▸ SOURCE TEXT
1. Welcome Hearth.com Guests and Visitors - Please enjoy our forums!
    Hearth.com GOLD Sponsors who help bring the site content to you:
    Hearthstone Soapstone and Cast-Iron stoves( Wood, Gas or Pellet Stoves and Inserts)
Thread Status:
Not open for further replies.
  1. nnn4865

    nnn4865 Member

    Joined:
    Nov 15, 2011
    Messages:
    5
    Loc:
    denver, co
    bear with me this may get a little long winded. i live in denver colorado in a 1000s/f bungalow with a 1000 s/f mostly finished basement. i want to put a wood stove in the basement primarily for supplementary heating. winters are fairly mild here but we do get weeks of single digit temps now and again during which my boiler is running constantly and it still doesn't get warm enough. of course if running and maintaining the wood stove is not as time consuming as i think it might be i might use it more than i originally intend to.

    as the title says i have a question concerning the chimney. i have an outdoor brick chimney with two clay lined flues. one is 6 1/2x10 inch ID going to the main floor fireplace and the other is 6 1/2x6 1/2 ID which went to a fireplace in the basement which i bricked in and then furred out and drywalled over. i originally thought i could line the flue to the basement and tie into that but the outlet on the stove is 8" so even if i could get a 6" liner down that flue it probably wouldn't be a good idea to reduce from the 8" outlet right? i know that lining is always the best thing to do for both performance and safety but could i just tie into the existing 6 1/2x 6 1/2 without a liner even though the square inch cross section of 8" round is still bigger (but not by much) than the 6 1/2 x 6 1/2 clay flue ? if these two options are not good i was thinking about putting the stove somewhere in the middle of the area and just running a pipe up to the roof. the basement ceiling is at 7' and its about 15' from there to the roof penetration. in that scenario would i have to use class a chimney pipe once it went through the basement ceiling into the main floor and then all the way through the roof? and would the piping on the main floor have to be enclosed in a chase? money being a concern, this method would cost well over $1500 just for materials. is there another more economical solution?

    thanks in advance
    john

    Helpful Sponsor Ads!





  2. Stump_Branch

    Stump_Branch Minister of Fire

    Joined:
    Nov 12, 2010
    Messages:
    878
    Loc:
    MD
    Sounds like you know what your looking at, can you take some pictures? Helps those with good knowledge see what you see.

    Whats the stove?
  3. nnn4865

    nnn4865 Member

    Joined:
    Nov 15, 2011
    Messages:
    5
    Loc:
    denver, co
    the interior of flue is of the 6 1/2 x 6 1/2 that goes to the basement. it looks like it was not used very much. the basement fire place is centered between the widows behind the couch. the wall was furred out and drywalled over. house was built in 1928, has slab floor in basement and foundation wall is poured concrete about 12" thick. again the ceiling height is 7' down there.

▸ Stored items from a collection
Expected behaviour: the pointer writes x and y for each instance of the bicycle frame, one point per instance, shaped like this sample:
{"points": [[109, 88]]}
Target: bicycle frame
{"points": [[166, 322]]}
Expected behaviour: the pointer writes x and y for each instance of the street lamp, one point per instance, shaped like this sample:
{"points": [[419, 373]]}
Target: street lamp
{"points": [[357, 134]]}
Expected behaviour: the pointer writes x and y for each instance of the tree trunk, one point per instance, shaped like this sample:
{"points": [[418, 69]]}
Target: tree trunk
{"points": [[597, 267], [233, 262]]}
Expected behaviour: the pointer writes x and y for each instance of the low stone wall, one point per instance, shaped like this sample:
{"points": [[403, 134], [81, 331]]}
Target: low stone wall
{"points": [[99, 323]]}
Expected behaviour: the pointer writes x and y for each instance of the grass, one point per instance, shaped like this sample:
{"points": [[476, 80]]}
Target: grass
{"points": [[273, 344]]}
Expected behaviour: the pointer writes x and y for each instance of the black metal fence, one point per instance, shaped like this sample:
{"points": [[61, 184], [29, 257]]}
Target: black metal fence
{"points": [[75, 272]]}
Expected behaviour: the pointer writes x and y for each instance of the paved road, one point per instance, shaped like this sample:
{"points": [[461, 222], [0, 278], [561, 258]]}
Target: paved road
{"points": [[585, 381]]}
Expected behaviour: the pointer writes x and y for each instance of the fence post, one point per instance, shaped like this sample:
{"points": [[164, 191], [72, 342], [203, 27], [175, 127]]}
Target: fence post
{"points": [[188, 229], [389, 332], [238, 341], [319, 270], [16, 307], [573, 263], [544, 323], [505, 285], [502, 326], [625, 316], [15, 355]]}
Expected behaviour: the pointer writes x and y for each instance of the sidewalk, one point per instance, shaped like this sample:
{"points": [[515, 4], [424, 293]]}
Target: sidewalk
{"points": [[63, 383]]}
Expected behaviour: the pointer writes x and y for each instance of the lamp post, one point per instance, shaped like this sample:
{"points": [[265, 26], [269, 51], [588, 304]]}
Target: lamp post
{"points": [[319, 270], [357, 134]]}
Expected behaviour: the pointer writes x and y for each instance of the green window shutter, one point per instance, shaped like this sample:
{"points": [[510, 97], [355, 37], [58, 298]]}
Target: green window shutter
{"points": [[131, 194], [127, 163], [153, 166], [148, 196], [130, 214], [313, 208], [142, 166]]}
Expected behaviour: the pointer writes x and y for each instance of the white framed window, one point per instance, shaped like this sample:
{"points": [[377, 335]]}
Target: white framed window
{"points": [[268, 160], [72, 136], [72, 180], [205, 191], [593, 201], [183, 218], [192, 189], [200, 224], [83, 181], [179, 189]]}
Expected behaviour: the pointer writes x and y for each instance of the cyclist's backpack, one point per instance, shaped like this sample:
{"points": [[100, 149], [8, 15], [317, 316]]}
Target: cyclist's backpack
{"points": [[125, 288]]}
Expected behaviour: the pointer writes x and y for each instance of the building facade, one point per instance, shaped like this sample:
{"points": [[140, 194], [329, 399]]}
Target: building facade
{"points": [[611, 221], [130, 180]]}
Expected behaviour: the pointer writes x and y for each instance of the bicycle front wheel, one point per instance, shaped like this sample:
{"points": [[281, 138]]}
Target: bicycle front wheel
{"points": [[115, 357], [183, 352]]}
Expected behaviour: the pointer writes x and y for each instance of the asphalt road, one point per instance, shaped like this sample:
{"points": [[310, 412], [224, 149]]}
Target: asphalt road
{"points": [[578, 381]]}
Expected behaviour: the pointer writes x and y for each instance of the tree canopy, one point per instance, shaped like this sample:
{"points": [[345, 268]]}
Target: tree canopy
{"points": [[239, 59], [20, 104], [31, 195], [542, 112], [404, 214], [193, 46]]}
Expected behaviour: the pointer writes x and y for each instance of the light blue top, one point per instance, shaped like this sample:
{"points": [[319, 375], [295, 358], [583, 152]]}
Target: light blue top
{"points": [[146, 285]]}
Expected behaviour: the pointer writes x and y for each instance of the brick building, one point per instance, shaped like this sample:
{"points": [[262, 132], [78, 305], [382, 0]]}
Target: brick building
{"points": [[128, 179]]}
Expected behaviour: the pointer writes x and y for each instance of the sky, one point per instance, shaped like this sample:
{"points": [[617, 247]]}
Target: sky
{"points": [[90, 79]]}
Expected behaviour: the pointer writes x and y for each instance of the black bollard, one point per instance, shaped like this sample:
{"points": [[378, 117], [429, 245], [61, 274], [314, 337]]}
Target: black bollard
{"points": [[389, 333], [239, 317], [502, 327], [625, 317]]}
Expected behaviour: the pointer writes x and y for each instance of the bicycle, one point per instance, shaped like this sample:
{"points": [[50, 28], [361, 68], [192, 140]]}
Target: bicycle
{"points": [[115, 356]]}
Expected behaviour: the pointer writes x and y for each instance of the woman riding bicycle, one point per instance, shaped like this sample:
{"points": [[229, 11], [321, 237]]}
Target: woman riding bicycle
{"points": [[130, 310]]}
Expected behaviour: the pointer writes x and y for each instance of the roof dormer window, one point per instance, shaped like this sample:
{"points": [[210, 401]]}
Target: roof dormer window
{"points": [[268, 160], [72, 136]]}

▸ INSTRUCTIONS
1 > Repeat the passage of the chimney thread starting at "1. Welcome Hearth.com" and ending at "Stoves and Inserts)".
2 > Answer these questions using the chimney thread.
(a) What size is the outlet on the stove?
(b) In what year was the house built?
(c) How thick is the poured concrete foundation wall in the basement?

▸ RESPONSES
1 >
1. Welcome Hearth.com Guests and Visitors - Please enjoy our forums!
    Hearth.com GOLD Sponsors who help bring the site content to you:
    Hearthstone Soapstone and Cast-Iron stoves( Wood, Gas or Pellet Stoves and Inserts)

2 >
(a) 8 inches
(b) 1928
(c) About 12 inches